Фрагмент текста:
++++++++

Трубили горнисты беспечно,
И лошади строились в ряд,
И мне полюбился, конечно, конечно,
С барсучьим султаном солдат.
И первым любовным туманом
Меня он покрыл, как плащом,
Недаром он шел с барабаном
Пред целым драгунским полком;
Мундир полыхает пожаром,
Усы палашами торчат…
Недаром, недаром, недаром, недаром
Тебя я любила, солдат…
Но миром кончаются войны,
И по миру я побрела.
Голодная, с дрожью запойной,
В харчевне под лавкой спала.
На рынке, у самой дороги,
Где нищие рядом сидят,
С тобой я столкнулась, безногий,
Безрукий и рыжий солдат.
Я вольных годов не считала,
Любовь раздавая свою;
За рюмкой, за кружкой удалой
Я прежние песни пою.
Дмитрий Быков в своей книге об Окуджаве рассказывает о том, как Галя спела ее в последний раз:
...
7 ноября 1965 года первая жена Окуджавы умерла от острой сердечной недостаточности.
В этот день она зашла к Огневым, они немного выпили по случаю праздника, и она спела любимую песню: «И я была девушкой юной»…
Галина спела ее у Огневых, погрустнела, улыбнулась, сказала: «Ну, я побежала?»
Через час ее сын позвонил в их дверь: «Маме плохо!»
Вызвали врача, но «скорая» не могла добраться до аэропортовских домов из-за перегороженной Москвы: по праздникам центр был перекрыт. Побежали за врачом, живущим на нижнем этаже, но у того были гости и он не пожелал оторваться от застолья. Еще до приезда «скорой» Галина Смольянинова умерла от острой сердечной недостаточности. Игорь все это время сидел у Огневых, ему ничего не говорили.
(Дмитрий Быков. Булат Окуджава. М., 2009)
Не знаю, откуда взялась эта легенда.
У Огневых Галя накануне, может быть, действительно была. И эту свою любимую песню там у них, может быть, действительно спела. Что же касается всего остального, то все это полная чушь, имеющая весьма мало общего с тем, как это было на самом деле.

++++++++

Исходные данные:
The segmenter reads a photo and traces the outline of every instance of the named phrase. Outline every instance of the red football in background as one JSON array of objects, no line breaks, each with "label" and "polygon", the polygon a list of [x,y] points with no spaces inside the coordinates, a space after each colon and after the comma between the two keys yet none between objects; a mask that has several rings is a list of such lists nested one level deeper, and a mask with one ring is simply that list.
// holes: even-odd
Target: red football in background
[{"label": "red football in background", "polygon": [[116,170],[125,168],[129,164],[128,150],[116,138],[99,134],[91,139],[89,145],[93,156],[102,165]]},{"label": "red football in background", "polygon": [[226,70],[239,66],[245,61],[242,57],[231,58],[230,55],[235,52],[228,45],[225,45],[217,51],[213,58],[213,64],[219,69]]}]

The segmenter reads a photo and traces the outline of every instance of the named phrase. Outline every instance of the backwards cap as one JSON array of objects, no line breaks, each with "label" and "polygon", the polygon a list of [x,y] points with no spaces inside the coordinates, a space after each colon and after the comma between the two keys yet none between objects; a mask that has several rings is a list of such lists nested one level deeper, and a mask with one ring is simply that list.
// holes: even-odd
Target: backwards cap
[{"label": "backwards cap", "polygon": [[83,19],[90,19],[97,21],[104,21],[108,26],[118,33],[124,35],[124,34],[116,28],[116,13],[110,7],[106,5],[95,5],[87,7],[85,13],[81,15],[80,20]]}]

++++++++

Задания:
1. Ответьте по тексту о песне «И я была девушкой юной»:
(а) какого числа и года умерла первая жена Окуджавы?
(б) почему «скорая» не могла добраться до аэропортовских домов?
(в) каким описан солдат, с которым героиня песни столкнулась на рынке?
2. Продолжите текст о песне «И я была девушкой юной» начиная с предложения, которое идет за последним приведенным.
Перечень представляет собой самостоятельный материал и к тексту не относится.

Ответы:
1.
(а) 7 ноября 1965 года.
(б) По праздникам центр Москвы был перекрыт.
(в) Безногим, безруким и рыжим.

2.
А было так.
Бледный, дрожащий, заплаканный Игорь прибежал не к Огневым, а к нам. С чего бы это он побежал к Огневым, которые жили в другом доме, а мы – тут же, этажом ниже?
И не было в нашем подъезде никакого врача, за которым якобы побежали (кто побежал?), «но у него были гости и он не пожелал оторваться от застолья».
Когда Игорь оказался у нас, говорить, что «маме плохо», ему не пришлось: без всяких слов все сразу стало ясно. И первое, что сделала Слава, – втолкнула Игоря в квартиру живущих рядом с нами Киры и Юры Эльпериных и, наскоро объяснив им, в чем дело, взлетела на восьмой этаж. Следом за ней ринулся туда и я. Но на полпути столкнулся с ней, уже бежавшей обратно, к нам, к телефону, чтобы вызвать «скорую».
Так вышло, что с умирающей Галей остался я один. А в том, что она умирает, не было никаких сомнений.
Она лежала навзничь на незастеленной кровати и задыхалась, хрипела. Это был даже не хрип, а какое-то жуткое звериное рычание. Милое ее лицо было неузнаваемо: набрякшее, как бы распухшее, лилово-синее. Тело сотрясалось от сводившей его судороги.
Не надо было быть врачом, чтобы понять: это агония.
Но я все-таки надеялся на «скорую», на какой-нибудь спасительный укол, сам не знаю на что.
Прошло минут десять-пятнадцать (мне они показались часами), а «скорая» все не приезжала.
Я стоял как столб, не зная, как и чем тут можно помочь. А она умирала. А «скорая» все не появлялась. И тут меня осенило: надо позвонить Лиле.
Лиля была близкая наша приятельница, очень хороший врач (в то время она была ассистентом самого Кассирского).
Лиля, когда я ей дозвонился и сбивчиво объяснил ситуацию, спросила:
– Сколько ей лет?
Услышав, что тридцать девять, она сказала:
– Ну, в тридцать девять лет за полчаса она не умрет. А через полчаса я приду.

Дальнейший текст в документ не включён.